◆ **REQUIRED TASK**: Starting at the line that contains "Target: sticker on wagon", quote each line exactly through the last line of the entries, both included.
□ □ □
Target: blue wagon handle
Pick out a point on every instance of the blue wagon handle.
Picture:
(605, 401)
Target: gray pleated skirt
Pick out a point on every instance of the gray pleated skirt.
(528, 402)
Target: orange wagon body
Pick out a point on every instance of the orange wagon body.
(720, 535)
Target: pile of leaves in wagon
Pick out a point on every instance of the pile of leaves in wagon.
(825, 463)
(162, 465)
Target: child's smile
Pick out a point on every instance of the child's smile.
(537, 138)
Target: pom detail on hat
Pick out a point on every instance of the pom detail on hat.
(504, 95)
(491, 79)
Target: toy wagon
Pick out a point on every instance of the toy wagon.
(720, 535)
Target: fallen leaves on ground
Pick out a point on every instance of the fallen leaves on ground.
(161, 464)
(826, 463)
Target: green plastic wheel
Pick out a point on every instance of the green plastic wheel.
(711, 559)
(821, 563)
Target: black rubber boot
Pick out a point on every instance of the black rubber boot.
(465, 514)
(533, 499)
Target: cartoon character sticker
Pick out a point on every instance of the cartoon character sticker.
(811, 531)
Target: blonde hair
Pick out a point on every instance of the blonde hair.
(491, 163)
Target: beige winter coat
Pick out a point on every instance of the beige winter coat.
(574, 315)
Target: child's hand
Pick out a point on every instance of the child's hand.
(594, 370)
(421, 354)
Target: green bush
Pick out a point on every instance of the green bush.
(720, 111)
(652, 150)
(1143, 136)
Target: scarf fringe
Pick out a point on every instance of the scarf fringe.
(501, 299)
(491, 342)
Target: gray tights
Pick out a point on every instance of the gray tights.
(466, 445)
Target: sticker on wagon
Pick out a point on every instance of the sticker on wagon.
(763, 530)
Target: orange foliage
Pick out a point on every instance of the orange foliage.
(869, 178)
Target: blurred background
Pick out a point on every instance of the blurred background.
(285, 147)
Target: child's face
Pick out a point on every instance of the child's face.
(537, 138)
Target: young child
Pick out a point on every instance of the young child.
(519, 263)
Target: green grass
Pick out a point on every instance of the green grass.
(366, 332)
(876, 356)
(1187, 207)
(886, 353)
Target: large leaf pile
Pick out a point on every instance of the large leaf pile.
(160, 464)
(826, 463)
□ □ □
◆ **ANSWER TO THIS PROBLEM**:
Target: sticker on wagon
Pick out a point on every instance of the sticker on wagon.
(763, 530)
Target: orange foliage
Pick out a point on every instance of the orange foliage.
(869, 178)
Target: blurred background
Pick out a point on every instance of the blurred background.
(285, 147)
Target: child's face
Pick out a point on every instance of the child's face.
(537, 138)
Target: young child
Pick out a point on every instance of the young child.
(519, 263)
Target: green grass
Pick out a point on every instance of the green grass.
(366, 332)
(876, 356)
(1187, 207)
(886, 353)
Target: large leaf pile
Pick out a point on every instance of the large leaf pile.
(160, 464)
(826, 463)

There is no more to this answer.